## [Action item]
Take the line with "Where can you spot the celebrating" as the first and the last line of the data as the end. Write out both and every line between exactly, except pictures.

═════ Dataset entries

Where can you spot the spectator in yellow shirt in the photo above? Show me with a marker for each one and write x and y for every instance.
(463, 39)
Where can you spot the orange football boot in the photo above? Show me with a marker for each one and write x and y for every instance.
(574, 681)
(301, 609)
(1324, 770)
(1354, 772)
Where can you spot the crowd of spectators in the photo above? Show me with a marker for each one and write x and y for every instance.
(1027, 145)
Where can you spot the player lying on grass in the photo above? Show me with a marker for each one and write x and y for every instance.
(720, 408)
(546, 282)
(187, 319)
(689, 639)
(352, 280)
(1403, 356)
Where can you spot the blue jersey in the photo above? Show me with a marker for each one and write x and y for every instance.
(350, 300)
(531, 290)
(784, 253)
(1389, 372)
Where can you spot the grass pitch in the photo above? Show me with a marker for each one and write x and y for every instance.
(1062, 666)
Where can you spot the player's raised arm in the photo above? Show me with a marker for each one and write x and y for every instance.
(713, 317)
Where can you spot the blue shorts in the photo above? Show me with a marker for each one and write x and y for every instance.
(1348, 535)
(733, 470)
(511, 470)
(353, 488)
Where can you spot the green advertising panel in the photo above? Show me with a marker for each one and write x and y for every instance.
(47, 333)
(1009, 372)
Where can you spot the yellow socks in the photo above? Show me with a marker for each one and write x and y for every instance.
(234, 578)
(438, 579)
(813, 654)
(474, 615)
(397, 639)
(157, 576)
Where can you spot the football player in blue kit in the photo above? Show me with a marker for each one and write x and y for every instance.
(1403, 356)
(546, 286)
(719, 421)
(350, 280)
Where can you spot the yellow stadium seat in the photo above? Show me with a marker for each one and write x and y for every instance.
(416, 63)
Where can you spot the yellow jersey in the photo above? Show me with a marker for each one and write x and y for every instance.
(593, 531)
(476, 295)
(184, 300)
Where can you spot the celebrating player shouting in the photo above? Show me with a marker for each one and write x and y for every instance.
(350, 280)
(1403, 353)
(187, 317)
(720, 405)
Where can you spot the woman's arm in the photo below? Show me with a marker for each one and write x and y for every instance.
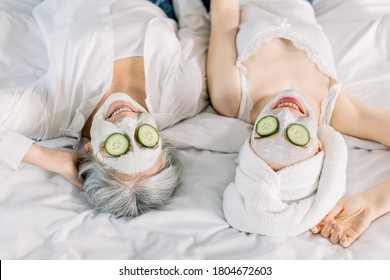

══════════

## [Exercise result]
Where can you spot the celebrating player shouting in the photo above? Show me with a marker for each one and write x and y for every instance.
(350, 280)
(1403, 353)
(187, 317)
(720, 405)
Where can you spot the woman's arm in the photo below? Show me with a marker for each one and write x and y for every instance.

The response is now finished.